Directions for this task |
What follows is a set of records; repeat all of them exactly.

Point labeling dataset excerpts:
[START]
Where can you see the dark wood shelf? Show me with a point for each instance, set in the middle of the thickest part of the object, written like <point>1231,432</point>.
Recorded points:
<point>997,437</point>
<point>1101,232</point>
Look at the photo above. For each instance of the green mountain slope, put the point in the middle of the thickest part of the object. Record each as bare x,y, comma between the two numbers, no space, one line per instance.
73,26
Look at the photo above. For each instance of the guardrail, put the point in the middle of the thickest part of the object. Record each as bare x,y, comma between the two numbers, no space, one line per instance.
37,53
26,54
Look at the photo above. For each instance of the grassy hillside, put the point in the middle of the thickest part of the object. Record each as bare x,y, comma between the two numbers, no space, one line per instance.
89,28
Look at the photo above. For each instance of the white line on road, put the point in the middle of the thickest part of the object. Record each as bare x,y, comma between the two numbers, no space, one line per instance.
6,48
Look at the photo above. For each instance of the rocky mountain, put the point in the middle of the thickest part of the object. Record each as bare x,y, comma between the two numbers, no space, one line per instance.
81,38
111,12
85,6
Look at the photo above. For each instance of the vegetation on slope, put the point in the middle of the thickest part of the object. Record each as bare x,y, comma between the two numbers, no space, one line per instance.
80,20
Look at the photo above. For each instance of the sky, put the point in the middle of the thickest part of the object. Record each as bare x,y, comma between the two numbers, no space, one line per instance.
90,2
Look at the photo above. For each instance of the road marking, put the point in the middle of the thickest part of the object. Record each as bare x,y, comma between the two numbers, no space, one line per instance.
[END]
Reply |
Where can you see the dark wood shelf? Show me with a point for each instance, set in the middle of the thickest part of the object, written like <point>1231,432</point>.
Recorded points:
<point>997,437</point>
<point>1101,232</point>
Look at the photo above. For each instance of the green mountain slope, put the point in the middle of the thickest part of the object. Record each as bare x,y, comma between the two numbers, no space, one line per instance.
73,26
Look at the photo above. For each instance of the guardrail, put the point in the middle of the thickest part of the object. Record each as bare x,y, comma between the two numbers, no space, one line per instance.
37,53
26,54
Look at the photo above. For each instance of the grassy hillside, put the point in the middle of the thickest part of the object. Record each as bare x,y, comma between the two numbers, no space, one line per instance.
89,28
Look at the photo above. For each instance of the white line on road, put the point in the middle of the thickest part of the object. Record each as bare x,y, comma between the two numbers, no space, one line per instance.
6,48
Look at the photo above. For each instance of the rocky mountain, put the point in the middle of the thickest part of the object. Record each as bare x,y, comma between the two numbers, no space, one line per instance.
81,38
111,12
85,6
Look at the photo above. For each instance of the vegetation on slope, put the point in the middle of the thickest part of the object. Record each as bare x,y, comma between the two numbers, no space, one line per instance.
80,20
Look at the photo above. For each instance of the sky, put the point in the middle of the thickest part of the object. Record each as bare x,y, comma between the two numbers, no space, one line per instance.
90,2
Look at the photo above. For each instance of the road marking, put the point in the middle of the thickest part of the object. Record each as bare x,y, comma between the two numbers, no space, one line per instance.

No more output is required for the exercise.